Task requirements: Please copy the text of every entry below word for word, leaving out the pictures.

[start]

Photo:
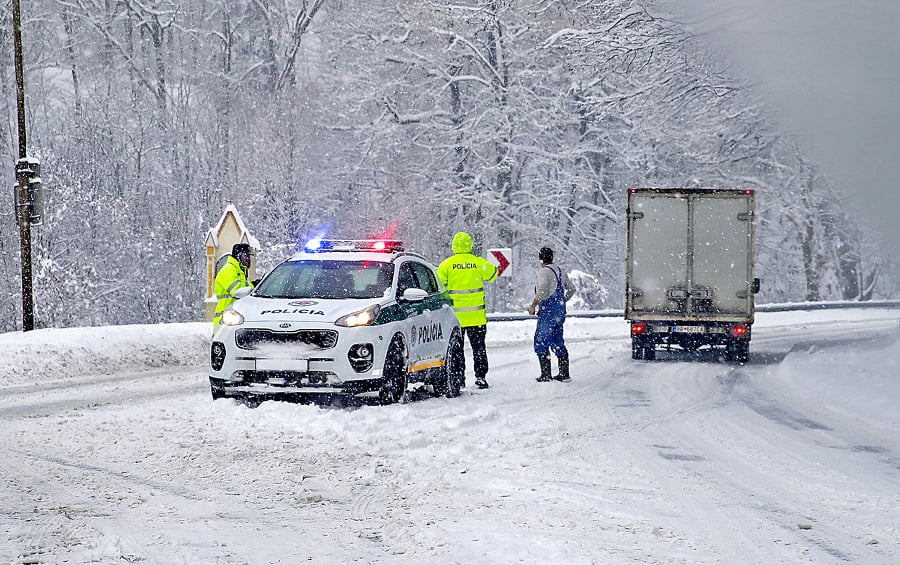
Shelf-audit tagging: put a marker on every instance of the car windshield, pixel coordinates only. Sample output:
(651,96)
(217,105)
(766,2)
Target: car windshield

[end]

Solution below:
Photo:
Shelf-audit tagging: put a marker on every instance of the car windshield, pixel coordinates only. Sample output:
(651,96)
(217,105)
(766,2)
Target: car windshield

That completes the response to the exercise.